**Exercise goal**
Copy the records below verbatim, from the first line through the line containing "positive clicks: (455, 387)", inclusive, and output nothing else.

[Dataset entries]
● ● ●
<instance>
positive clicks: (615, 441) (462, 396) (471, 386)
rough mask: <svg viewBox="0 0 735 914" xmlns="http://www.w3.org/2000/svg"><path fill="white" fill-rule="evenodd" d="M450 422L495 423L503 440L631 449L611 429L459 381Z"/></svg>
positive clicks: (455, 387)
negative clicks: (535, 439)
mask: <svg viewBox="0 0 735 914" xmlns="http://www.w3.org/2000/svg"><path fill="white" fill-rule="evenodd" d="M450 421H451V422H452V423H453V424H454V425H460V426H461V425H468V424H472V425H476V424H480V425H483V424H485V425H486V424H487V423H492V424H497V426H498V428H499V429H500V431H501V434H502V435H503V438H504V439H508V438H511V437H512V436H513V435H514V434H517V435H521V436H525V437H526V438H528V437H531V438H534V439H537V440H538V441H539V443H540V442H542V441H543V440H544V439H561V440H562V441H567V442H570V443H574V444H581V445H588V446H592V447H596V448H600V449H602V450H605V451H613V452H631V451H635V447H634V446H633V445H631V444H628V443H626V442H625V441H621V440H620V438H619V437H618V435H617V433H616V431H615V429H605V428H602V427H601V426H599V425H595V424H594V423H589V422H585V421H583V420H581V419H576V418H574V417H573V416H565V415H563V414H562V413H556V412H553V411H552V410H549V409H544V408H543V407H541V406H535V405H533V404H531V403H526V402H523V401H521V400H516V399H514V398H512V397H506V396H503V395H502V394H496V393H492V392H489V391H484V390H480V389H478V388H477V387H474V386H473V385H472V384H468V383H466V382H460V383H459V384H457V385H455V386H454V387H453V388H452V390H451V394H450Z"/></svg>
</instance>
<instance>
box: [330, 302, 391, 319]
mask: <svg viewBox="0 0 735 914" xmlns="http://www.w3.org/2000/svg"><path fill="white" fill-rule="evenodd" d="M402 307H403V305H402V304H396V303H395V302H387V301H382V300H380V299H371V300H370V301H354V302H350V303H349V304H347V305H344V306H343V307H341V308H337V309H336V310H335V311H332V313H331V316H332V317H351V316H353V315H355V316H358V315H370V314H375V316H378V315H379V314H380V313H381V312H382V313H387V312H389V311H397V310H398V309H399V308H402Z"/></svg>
● ● ●
**Answer section**
<instance>
positive clicks: (615, 441) (462, 396) (471, 386)
rough mask: <svg viewBox="0 0 735 914" xmlns="http://www.w3.org/2000/svg"><path fill="white" fill-rule="evenodd" d="M450 422L495 423L503 440L631 449L611 429L459 381Z"/></svg>
positive clicks: (455, 387)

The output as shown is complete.